== WORK INSTRUCTION ==
Transcribe only the lines of the listing below from the one holding "positive clicks: (97, 137) (96, 137)" through the one holding "positive clicks: (12, 176) (72, 265)", inclusive, without any change.
------------------------------------
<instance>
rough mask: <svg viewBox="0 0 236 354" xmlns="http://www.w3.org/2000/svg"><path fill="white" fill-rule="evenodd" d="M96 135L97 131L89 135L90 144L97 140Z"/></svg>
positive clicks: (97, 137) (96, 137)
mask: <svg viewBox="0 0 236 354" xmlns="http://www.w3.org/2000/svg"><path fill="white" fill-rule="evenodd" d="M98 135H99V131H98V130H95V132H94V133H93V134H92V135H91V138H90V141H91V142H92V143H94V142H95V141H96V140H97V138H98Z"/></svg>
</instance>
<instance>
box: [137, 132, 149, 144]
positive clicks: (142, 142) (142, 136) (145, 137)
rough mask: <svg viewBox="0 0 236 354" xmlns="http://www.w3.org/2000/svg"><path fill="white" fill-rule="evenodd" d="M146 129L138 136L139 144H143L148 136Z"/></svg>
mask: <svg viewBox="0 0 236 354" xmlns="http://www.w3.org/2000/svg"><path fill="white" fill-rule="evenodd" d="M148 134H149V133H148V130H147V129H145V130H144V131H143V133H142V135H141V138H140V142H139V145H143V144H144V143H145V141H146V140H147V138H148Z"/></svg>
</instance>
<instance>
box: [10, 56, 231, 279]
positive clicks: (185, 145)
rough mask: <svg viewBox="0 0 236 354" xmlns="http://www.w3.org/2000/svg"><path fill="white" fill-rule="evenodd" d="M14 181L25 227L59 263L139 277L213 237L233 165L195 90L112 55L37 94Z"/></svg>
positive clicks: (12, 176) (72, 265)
------------------------------------
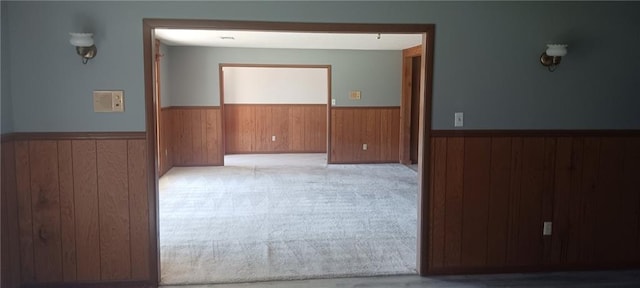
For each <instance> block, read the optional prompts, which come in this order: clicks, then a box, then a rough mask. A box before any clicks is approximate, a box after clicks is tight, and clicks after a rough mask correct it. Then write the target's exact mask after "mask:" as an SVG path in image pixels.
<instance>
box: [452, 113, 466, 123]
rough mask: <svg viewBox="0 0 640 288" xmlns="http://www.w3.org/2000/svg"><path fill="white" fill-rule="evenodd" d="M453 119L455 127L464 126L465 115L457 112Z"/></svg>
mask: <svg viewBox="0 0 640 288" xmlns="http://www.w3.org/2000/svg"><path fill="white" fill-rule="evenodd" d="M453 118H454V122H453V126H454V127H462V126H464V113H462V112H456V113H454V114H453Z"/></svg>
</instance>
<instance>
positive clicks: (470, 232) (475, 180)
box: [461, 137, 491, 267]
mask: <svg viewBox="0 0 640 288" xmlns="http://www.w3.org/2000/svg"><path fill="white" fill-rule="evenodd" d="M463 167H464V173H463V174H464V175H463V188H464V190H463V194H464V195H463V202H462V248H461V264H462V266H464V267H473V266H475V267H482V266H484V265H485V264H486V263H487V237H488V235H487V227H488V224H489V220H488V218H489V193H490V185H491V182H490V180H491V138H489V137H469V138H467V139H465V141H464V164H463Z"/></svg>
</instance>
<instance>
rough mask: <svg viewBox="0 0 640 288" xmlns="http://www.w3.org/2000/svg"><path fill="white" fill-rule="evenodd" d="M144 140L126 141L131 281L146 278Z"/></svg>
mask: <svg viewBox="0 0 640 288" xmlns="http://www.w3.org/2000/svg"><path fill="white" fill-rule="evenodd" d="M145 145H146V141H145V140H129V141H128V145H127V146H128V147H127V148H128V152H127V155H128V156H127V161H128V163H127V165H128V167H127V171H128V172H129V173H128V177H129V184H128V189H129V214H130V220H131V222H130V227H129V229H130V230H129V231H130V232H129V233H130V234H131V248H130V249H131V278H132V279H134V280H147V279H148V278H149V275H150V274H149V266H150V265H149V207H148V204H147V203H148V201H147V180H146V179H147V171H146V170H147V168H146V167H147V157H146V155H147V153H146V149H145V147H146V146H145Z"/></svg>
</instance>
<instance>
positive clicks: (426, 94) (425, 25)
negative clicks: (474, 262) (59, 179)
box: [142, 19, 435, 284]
------------------------------------
== TASK SOLUTION ==
positive clicks: (97, 137) (96, 137)
mask: <svg viewBox="0 0 236 354" xmlns="http://www.w3.org/2000/svg"><path fill="white" fill-rule="evenodd" d="M98 135H99V131H98V130H95V132H94V133H93V134H92V135H91V138H90V141H91V142H92V143H94V142H95V141H96V140H97V138H98Z"/></svg>
</instance>
<instance>
box: [137, 132, 149, 144]
positive clicks: (142, 142) (142, 136) (145, 137)
rough mask: <svg viewBox="0 0 236 354" xmlns="http://www.w3.org/2000/svg"><path fill="white" fill-rule="evenodd" d="M146 129L138 136L139 144H143L148 136Z"/></svg>
mask: <svg viewBox="0 0 236 354" xmlns="http://www.w3.org/2000/svg"><path fill="white" fill-rule="evenodd" d="M148 134H149V133H148V130H147V129H145V130H144V131H143V133H142V135H141V138H140V142H139V145H143V144H144V143H145V141H146V140H147V138H148Z"/></svg>
</instance>
<instance>
box: [10, 56, 231, 279]
positive clicks: (185, 145)
rough mask: <svg viewBox="0 0 236 354" xmlns="http://www.w3.org/2000/svg"><path fill="white" fill-rule="evenodd" d="M14 181L25 227L59 263L139 277L213 237L233 165L195 90L112 55L37 94Z"/></svg>
positive clicks: (12, 176) (72, 265)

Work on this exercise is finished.